# [Given task]
Copy the listing below, substituting "wooden stake" for "fence post" wherever it occurs and changing nothing else.

# [Data rows]

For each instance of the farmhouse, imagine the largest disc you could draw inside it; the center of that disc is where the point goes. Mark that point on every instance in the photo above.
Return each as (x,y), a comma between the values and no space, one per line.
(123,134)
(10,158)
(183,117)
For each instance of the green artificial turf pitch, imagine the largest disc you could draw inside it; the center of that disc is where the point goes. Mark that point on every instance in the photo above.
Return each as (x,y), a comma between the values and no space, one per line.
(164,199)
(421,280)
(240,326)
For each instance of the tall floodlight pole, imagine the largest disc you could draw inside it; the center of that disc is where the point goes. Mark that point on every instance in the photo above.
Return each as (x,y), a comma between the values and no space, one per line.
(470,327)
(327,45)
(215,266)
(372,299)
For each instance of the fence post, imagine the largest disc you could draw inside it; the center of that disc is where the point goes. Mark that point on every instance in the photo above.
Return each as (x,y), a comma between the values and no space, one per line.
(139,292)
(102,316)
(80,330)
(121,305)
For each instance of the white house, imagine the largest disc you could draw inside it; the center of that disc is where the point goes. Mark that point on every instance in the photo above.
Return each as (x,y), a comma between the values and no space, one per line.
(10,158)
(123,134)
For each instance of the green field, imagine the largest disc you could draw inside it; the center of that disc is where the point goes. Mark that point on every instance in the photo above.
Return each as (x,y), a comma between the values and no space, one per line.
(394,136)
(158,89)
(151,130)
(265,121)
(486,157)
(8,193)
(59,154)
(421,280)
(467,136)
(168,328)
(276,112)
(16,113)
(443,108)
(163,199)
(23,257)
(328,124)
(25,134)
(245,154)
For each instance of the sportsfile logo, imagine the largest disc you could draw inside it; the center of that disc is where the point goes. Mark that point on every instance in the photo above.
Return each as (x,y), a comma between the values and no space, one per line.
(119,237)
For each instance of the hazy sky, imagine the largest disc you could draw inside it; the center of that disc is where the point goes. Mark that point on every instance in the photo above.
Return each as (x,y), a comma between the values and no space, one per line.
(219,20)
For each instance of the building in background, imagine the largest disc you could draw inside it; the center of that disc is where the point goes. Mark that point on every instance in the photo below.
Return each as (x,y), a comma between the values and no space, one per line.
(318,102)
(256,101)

# [Answer to the task]
For each instance of the farmhouse, imagine the largest disc you could draw inside it; the center of that disc is where the point goes. Mark that point on every instance in the photo above.
Return each as (x,y), a comma between the values and no space, one per line.
(123,134)
(10,158)
(183,117)
For each instance of the green artificial turf pitch, imagine the largest disc you could draw inside it; the center of that disc is where the point goes. Mark that point on every instance in the photo above.
Return each as (x,y), a comma between the values and no space, one per line.
(164,199)
(421,280)
(240,326)
For each instance of the tall floodlight pole, imagine the largest disc you could draw inside it; the center of that disc is where the point goes. Mark that point on every instance in the photo above.
Return each as (x,y), a comma between the values and no space, one per line.
(470,327)
(327,45)
(215,266)
(372,299)
For each instance of the wooden stake, imagine the largest disc you could draw inside it; the center of that disc is where the point goes. Mark that point on every instance in the photo above.
Return each as (x,y), a comma between the values and no space, one per line.
(139,292)
(102,316)
(80,330)
(121,305)
For each instance of the white house, imagine the largest disc you could draw inside it; the center of that disc is where the point goes. Mark that point on every instance in the photo above.
Return each as (x,y), a comma between the values and no space, one per line.
(10,158)
(123,134)
For each instance of the green field, imagine the largest disc you could draw inside it; the center of that disc is where the point goes. Mark that point on every instance in the photo above.
Return each as (x,y), a comma between the values and no space, one per line.
(394,136)
(158,89)
(151,130)
(265,121)
(486,157)
(8,193)
(59,154)
(421,280)
(467,136)
(168,328)
(276,112)
(16,113)
(443,108)
(163,199)
(23,257)
(328,124)
(25,134)
(245,154)
For each instance of the sportsfile logo, imagine the largest disc you could draw inside it; the center of that disc is where the point goes. Mark that point on every instance in the photo above.
Return each as (x,y), a comma between the values and no space, one per line.
(119,237)
For each instance of the hazy sky, imagine the largest disc you could draw inside it; the center of that disc is where the point goes. Mark that point on every instance in the photo above.
Return each as (x,y), a comma between the values and no space, one per line.
(219,20)
For each instance of the building in background, imagine the largest disc you could draw inside it; the center of that disc is where the point goes. Mark that point on every instance in the photo below.
Return each as (x,y), a comma between the values and no space, one per line.
(318,102)
(256,101)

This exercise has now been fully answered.